### Request
Show every line below that contains the string "traffic", matching case exactly.
-- BEGIN Record set --
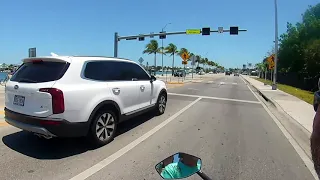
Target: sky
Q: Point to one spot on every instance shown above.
(79, 27)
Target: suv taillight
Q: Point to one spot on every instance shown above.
(57, 99)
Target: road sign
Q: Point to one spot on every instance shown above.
(193, 31)
(141, 60)
(185, 56)
(271, 61)
(32, 52)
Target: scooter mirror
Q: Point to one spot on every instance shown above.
(178, 166)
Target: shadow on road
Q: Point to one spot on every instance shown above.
(58, 148)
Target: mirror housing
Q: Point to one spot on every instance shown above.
(178, 166)
(152, 78)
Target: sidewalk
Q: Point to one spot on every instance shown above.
(299, 110)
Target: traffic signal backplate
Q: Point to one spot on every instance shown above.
(205, 31)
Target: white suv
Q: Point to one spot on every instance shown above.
(71, 96)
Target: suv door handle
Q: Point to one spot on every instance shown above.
(116, 90)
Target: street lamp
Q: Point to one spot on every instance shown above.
(162, 46)
(274, 85)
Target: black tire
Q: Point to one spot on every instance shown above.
(110, 121)
(161, 104)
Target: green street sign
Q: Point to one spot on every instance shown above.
(193, 31)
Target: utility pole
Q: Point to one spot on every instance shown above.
(162, 46)
(274, 85)
(115, 44)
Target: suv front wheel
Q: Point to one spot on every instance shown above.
(103, 128)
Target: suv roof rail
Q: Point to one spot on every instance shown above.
(102, 56)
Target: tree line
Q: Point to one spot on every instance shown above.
(172, 50)
(299, 51)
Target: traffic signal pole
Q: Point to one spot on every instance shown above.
(116, 44)
(274, 85)
(117, 38)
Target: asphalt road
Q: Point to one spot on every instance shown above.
(219, 120)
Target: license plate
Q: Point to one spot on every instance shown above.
(18, 100)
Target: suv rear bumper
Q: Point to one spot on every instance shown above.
(46, 126)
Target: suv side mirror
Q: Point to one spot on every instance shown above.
(152, 78)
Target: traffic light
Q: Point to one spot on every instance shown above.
(162, 36)
(205, 31)
(234, 30)
(141, 38)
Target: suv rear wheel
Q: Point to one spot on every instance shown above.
(103, 128)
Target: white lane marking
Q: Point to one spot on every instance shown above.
(193, 89)
(305, 158)
(97, 167)
(215, 98)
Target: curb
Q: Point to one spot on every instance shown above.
(277, 106)
(260, 93)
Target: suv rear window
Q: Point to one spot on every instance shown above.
(40, 71)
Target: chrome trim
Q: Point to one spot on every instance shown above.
(28, 127)
(138, 110)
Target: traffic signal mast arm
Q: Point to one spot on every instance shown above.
(166, 33)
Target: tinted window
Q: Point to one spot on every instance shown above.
(114, 71)
(40, 71)
(140, 73)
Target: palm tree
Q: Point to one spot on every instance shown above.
(172, 50)
(198, 59)
(205, 62)
(153, 48)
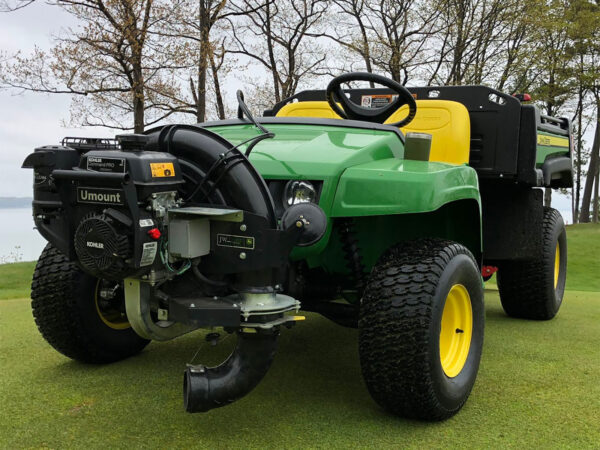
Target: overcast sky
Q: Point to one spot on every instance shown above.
(31, 120)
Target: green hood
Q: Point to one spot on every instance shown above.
(313, 152)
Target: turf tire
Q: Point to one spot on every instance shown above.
(527, 288)
(65, 313)
(400, 323)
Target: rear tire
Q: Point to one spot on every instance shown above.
(417, 361)
(66, 311)
(534, 289)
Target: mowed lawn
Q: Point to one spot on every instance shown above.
(538, 385)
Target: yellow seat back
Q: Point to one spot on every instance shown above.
(318, 109)
(448, 123)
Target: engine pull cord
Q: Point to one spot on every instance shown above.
(164, 257)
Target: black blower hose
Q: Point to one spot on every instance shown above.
(206, 388)
(352, 253)
(240, 186)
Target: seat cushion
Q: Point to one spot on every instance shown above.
(447, 121)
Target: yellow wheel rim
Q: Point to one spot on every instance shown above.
(556, 266)
(112, 318)
(456, 330)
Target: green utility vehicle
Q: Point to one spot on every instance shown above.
(377, 208)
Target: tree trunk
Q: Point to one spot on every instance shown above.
(596, 206)
(584, 215)
(218, 94)
(138, 100)
(548, 197)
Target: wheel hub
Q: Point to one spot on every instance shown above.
(456, 330)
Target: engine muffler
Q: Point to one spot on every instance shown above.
(206, 388)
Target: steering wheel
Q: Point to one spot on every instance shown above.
(351, 110)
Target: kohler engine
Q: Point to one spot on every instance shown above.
(185, 226)
(106, 208)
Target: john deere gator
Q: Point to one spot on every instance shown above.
(377, 208)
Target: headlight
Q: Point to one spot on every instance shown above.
(299, 192)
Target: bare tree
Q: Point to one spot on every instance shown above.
(274, 35)
(474, 34)
(386, 36)
(110, 64)
(197, 26)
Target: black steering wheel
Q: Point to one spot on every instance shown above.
(351, 110)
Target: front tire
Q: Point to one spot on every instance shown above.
(534, 289)
(421, 329)
(72, 318)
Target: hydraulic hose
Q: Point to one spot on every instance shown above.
(206, 388)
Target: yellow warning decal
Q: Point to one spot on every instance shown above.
(161, 170)
(553, 141)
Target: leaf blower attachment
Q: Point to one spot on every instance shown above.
(206, 388)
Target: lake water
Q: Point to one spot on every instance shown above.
(18, 237)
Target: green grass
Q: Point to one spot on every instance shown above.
(15, 280)
(583, 243)
(537, 386)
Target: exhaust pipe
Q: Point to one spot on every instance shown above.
(206, 388)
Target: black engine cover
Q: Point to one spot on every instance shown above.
(103, 247)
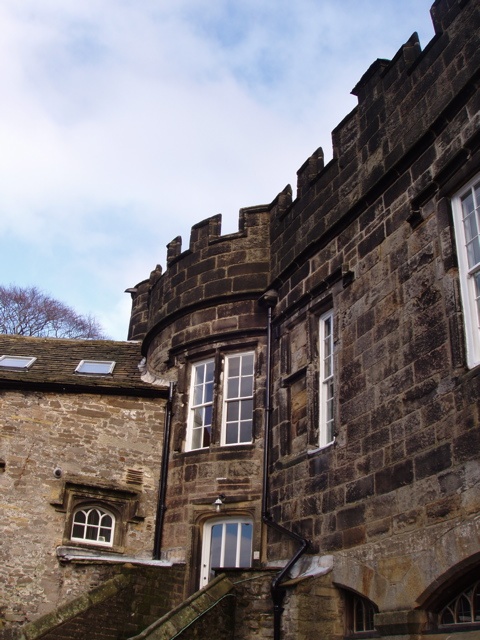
-- END Record set --
### Complete output
Target: traffic signal backplate
Target: traffic signal pole
Target: traffic light
Target: traffic signal mast arm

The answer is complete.